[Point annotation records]
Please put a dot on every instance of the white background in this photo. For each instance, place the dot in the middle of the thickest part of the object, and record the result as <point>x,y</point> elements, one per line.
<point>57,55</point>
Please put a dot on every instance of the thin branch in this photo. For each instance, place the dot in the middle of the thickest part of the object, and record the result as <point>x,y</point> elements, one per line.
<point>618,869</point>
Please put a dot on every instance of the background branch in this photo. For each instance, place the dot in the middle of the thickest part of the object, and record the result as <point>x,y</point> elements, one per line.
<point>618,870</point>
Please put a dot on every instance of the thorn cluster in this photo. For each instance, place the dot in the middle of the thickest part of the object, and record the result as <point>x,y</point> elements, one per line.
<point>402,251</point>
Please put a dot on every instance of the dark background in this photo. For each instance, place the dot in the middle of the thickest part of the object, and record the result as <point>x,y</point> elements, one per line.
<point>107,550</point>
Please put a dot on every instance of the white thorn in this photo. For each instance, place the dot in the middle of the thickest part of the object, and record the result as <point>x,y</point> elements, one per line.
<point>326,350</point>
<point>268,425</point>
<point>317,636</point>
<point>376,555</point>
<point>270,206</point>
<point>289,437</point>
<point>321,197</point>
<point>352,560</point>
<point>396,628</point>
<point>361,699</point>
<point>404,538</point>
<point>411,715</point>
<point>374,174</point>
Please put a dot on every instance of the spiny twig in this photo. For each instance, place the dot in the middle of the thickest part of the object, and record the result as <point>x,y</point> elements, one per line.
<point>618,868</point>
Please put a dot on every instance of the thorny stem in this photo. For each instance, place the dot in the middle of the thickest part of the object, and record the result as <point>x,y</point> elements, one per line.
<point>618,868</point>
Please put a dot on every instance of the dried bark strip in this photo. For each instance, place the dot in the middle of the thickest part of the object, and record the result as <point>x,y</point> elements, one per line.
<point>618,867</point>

■ Task directions
Copy out the lines of the listing above verbatim, starting at the line containing "Please put a dot on every instance of the thin" and continuing up to and including the line containing "<point>618,870</point>".

■ Task answer
Please put a dot on every instance of the thin branch in this photo. For each instance, place the dot in the middle of the thickest part of the object, and record the result as <point>x,y</point> elements, one per line.
<point>618,869</point>
Please put a dot on every instance of the background branch in this photo. For each instance, place the dot in the middle of the thickest part of the object, and record the result as <point>x,y</point> elements, one per line.
<point>618,870</point>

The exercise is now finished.